### Task description
Transcribe the passage of the fitness industry article below that opens with the words containing "Top 5 Things I’ve" and closes with "the victory itself.".

Top 5 Things I’ve Learned After 10 Years in the Fitness Industry

Joy lies in the fight, in the attempt, in the suffering involved, not in the victory itself.
A weird reminder popped up on my calendar this week telling me that I’ve been in the fitness industry for 10 years as of 2014.  Professionally it’s been a hell of a ride from working at front desks, to moonlighting and training in small gyms while working full time, and finally co-ownership of this amazing community we call Blitz. Life has changed a lot and as I reflect on the changes in the industry it feels like it has too. We’ve moved from bootcamps, to Zumba, to Crossfit to H.I.I.T. and then magically back to the classic callisthenics workouts (body weight) like a pair of 70’s bellbottoms. The way we study fitness has changed too: in science the relevance of exercise as a co-treatment to illnesses has accelerated. We now look at exercise, food, and lifestyle as important as any other drug that’s being pumped on the market. I had the opportunity to sit back and just reflect on the top 5 things that I’ve learnt after being neck deep in fitness for the past 10 years.

### Dataset content

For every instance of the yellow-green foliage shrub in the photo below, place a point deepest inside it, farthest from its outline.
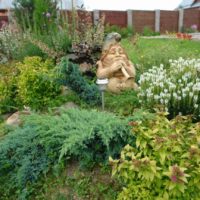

### Answer section
Top 5 Things I’ve Learned After 10 Years in the Fitness Industry

Joy lies in the fight, in the attempt, in the suffering involved, not in the victory itself.